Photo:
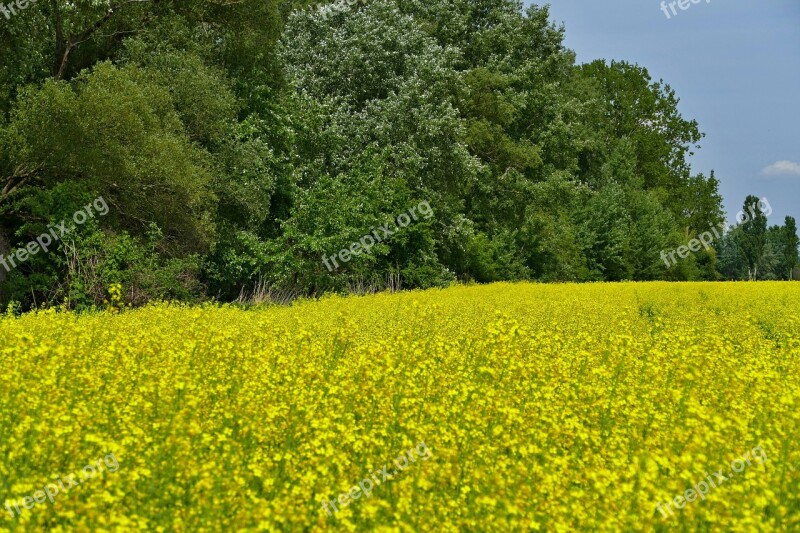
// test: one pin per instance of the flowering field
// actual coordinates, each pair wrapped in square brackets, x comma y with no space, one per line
[512,407]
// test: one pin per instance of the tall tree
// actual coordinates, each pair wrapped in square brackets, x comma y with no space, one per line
[790,247]
[752,239]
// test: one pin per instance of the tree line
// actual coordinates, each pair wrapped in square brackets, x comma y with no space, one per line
[239,144]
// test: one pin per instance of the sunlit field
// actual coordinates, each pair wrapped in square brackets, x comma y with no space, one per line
[495,408]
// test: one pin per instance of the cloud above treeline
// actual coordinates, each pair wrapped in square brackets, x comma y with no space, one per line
[782,168]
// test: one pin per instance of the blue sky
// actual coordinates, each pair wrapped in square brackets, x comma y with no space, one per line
[735,65]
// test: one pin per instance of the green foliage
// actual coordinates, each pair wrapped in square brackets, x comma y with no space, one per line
[238,144]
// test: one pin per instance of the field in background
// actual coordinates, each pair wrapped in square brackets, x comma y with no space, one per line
[557,407]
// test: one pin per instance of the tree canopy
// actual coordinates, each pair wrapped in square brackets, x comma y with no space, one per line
[239,143]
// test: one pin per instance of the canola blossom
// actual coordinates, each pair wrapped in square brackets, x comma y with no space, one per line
[543,407]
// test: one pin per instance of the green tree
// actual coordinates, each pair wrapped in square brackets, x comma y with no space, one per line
[752,239]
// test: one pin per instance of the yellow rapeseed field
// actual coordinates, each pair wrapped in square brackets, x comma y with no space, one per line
[521,407]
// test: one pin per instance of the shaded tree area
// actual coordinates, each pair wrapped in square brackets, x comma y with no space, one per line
[239,143]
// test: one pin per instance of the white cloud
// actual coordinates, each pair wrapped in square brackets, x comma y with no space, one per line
[782,168]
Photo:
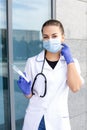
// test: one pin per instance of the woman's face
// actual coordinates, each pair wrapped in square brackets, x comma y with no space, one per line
[52,31]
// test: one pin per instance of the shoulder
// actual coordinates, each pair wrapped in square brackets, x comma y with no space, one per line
[39,57]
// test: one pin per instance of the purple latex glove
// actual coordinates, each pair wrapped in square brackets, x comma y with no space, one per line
[67,54]
[24,85]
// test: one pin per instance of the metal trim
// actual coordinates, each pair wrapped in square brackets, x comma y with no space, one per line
[10,61]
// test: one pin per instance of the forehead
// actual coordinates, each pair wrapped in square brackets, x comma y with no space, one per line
[51,29]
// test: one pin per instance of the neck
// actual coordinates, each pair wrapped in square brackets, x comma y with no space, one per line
[52,56]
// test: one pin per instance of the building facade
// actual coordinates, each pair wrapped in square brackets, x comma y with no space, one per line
[20,38]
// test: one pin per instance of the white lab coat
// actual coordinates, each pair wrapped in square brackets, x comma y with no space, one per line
[54,106]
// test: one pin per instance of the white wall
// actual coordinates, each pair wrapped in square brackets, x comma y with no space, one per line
[73,15]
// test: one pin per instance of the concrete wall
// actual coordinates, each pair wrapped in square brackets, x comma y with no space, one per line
[73,15]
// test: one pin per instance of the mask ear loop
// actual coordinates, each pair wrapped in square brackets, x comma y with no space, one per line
[44,78]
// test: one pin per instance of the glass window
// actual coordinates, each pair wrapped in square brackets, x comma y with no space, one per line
[4,93]
[73,15]
[28,17]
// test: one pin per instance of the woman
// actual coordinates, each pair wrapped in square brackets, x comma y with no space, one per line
[48,106]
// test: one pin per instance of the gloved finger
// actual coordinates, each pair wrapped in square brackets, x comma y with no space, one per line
[64,45]
[24,73]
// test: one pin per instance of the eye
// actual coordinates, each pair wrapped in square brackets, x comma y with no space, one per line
[54,36]
[45,37]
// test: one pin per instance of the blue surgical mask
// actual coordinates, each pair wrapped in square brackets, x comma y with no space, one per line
[52,45]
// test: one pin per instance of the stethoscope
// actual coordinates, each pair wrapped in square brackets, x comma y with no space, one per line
[45,80]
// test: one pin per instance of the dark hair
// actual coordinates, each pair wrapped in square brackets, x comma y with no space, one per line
[54,23]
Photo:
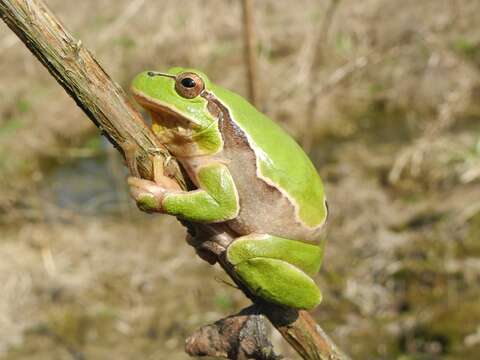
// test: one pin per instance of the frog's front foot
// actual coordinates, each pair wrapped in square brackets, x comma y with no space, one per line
[147,194]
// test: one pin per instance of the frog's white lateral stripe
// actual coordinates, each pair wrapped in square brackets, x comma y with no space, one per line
[260,155]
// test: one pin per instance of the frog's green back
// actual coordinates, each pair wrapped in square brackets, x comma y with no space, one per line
[281,159]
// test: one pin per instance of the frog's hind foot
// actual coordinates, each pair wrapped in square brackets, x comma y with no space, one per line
[278,269]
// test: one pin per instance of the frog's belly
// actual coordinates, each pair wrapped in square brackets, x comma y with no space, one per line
[264,208]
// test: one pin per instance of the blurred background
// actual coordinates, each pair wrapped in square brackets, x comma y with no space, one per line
[383,94]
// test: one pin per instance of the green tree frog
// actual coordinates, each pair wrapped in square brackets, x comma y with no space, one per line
[249,174]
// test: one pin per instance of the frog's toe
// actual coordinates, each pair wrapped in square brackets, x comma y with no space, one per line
[146,194]
[279,282]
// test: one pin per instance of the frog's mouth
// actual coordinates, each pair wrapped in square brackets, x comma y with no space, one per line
[165,117]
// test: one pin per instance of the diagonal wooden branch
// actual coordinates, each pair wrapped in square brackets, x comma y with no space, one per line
[105,103]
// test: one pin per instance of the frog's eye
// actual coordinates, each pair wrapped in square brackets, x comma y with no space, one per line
[189,85]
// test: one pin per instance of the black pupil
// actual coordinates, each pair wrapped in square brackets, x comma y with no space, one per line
[188,82]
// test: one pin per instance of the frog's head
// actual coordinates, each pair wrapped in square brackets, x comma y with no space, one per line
[179,109]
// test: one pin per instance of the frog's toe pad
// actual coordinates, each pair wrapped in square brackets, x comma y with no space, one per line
[279,282]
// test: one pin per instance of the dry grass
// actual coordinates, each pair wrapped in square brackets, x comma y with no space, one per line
[395,136]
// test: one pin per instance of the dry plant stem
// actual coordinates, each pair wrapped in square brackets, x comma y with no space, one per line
[250,52]
[77,71]
[241,336]
[105,103]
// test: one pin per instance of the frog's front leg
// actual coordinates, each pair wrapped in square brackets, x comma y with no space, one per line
[278,269]
[215,200]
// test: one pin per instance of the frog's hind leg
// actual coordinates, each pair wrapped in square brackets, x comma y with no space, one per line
[278,269]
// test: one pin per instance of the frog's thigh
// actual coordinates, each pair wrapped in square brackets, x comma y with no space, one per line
[307,257]
[269,273]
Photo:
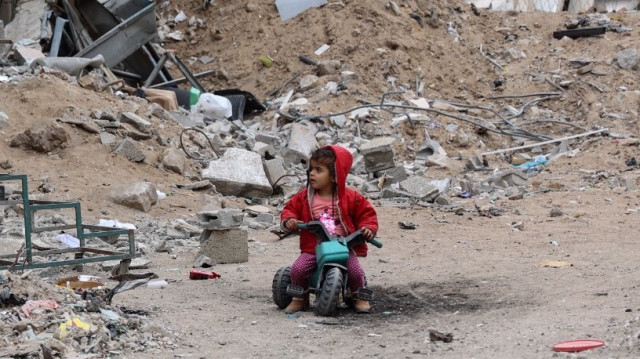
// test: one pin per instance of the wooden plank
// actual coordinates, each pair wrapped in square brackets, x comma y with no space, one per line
[545,142]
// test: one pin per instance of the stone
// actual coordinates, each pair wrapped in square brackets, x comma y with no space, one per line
[340,121]
[107,138]
[221,219]
[263,149]
[308,82]
[556,212]
[439,160]
[4,120]
[203,261]
[275,171]
[627,58]
[420,187]
[92,81]
[302,141]
[42,137]
[140,196]
[378,154]
[427,149]
[136,263]
[136,121]
[394,175]
[328,67]
[265,218]
[509,178]
[225,246]
[173,159]
[272,140]
[239,173]
[129,150]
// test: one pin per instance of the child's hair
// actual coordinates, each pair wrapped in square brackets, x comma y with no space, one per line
[327,157]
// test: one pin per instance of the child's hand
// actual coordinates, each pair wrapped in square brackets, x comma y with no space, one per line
[367,233]
[291,224]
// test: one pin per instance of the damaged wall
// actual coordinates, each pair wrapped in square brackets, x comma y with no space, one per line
[26,23]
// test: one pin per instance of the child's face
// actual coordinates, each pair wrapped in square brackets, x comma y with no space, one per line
[319,176]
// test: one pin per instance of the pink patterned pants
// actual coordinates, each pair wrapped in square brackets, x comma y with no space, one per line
[305,265]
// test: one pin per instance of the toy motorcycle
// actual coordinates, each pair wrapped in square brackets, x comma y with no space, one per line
[329,281]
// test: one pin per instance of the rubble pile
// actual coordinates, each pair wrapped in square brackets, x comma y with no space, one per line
[41,319]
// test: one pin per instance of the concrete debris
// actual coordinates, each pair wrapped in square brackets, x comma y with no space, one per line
[420,188]
[239,173]
[173,160]
[378,154]
[226,245]
[92,325]
[140,196]
[221,219]
[130,151]
[302,141]
[42,137]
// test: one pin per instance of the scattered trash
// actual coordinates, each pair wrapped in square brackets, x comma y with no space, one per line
[533,166]
[267,61]
[81,281]
[576,33]
[7,298]
[198,274]
[407,225]
[435,335]
[321,50]
[69,240]
[578,345]
[38,306]
[554,264]
[64,328]
[157,284]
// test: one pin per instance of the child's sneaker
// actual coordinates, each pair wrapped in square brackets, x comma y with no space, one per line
[361,306]
[296,305]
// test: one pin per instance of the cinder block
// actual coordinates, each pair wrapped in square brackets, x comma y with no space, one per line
[274,169]
[225,246]
[378,154]
[221,219]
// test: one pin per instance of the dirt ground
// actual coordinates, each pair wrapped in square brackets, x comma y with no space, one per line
[465,272]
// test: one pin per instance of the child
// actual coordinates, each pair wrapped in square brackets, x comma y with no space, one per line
[342,211]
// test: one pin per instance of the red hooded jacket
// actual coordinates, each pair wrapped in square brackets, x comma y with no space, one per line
[354,210]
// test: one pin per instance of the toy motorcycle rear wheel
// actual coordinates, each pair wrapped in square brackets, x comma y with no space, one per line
[279,287]
[329,296]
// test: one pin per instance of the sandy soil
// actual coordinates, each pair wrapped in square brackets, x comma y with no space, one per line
[463,272]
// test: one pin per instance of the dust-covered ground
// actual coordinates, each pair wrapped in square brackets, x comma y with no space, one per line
[466,272]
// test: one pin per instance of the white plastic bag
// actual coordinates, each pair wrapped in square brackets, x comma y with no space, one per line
[213,106]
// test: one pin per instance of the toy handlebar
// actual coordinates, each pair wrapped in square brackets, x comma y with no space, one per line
[318,229]
[375,242]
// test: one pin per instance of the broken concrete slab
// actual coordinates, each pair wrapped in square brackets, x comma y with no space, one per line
[509,178]
[136,263]
[302,141]
[225,246]
[221,219]
[140,196]
[291,8]
[378,154]
[129,150]
[174,160]
[420,187]
[136,121]
[42,137]
[274,170]
[239,173]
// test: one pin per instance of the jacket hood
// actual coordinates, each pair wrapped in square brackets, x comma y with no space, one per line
[344,160]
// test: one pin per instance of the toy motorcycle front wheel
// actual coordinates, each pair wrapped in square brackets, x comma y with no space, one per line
[329,296]
[279,287]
----
**WHAT TO WORK ON**
Format the lines from the one containing "motorcycle front wheel" through the end of the listing, both included, as a JSON list of strings with one string per line and blank lines left out.

**ANSWER IN FULL**
[
  "// test: one pin per instance of the toy motorcycle front wheel",
  "// actual coordinates, each pair wrapped in square brackets, x comma y with no space, one per line",
  "[329,296]",
  "[279,287]"
]